PASSAGE -
==========

For a Catholic, it isn’t enough to respond to moments like this with the basic, universal, human response. We are called to respond in a higher and uniquely Christ-like way. And honestly, it is so easy to type that sentence, but it is so much harder to apply it in real life. In this particular instance, though, all I could think of were Paul’s words in his letter to the Galatians - that we are all one in Christ. I don’t take those words lightly or with any kind of sentimentality. To me, Paul’s words go hand in hand with something Mother Teresa once said: “If we have no peace, it is because we have forgotten that we belong to each other.” Paul is reminding his Galatian audience that after Christ, all people belong to each other. So when those young men treated this woman and what she had been through as a joke, I took it personally, not because I was being too sensitive, but because that woman belongs to me and I belong to her. Christ has made us one, He has united us, and so I care about what she experiences and how it affects her.

==========

SOURCE EXCERPT -
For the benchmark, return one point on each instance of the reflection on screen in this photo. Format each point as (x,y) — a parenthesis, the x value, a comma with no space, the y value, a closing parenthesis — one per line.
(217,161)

==========

WORK REQUIRED -
Quote the passage on belonging to each other in Christ in full, word for word. The data comes from a separate source, unrelated to the passage.

RIGHT ANSWER -
For a Catholic, it isn’t enough to respond to moments like this with the basic, universal, human response. We are called to respond in a higher and uniquely Christ-like way. And honestly, it is so easy to type that sentence, but it is so much harder to apply it in real life. In this particular instance, though, all I could think of were Paul’s words in his letter to the Galatians - that we are all one in Christ. I don’t take those words lightly or with any kind of sentimentality. To me, Paul’s words go hand in hand with something Mother Teresa once said: “If we have no peace, it is because we have forgotten that we belong to each other.” Paul is reminding his Galatian audience that after Christ, all people belong to each other. So when those young men treated this woman and what she had been through as a joke, I took it personally, not because I was being too sensitive, but because that woman belongs to me and I belong to her. Christ has made us one, He has united us, and so I care about what she experiences and how it affects her.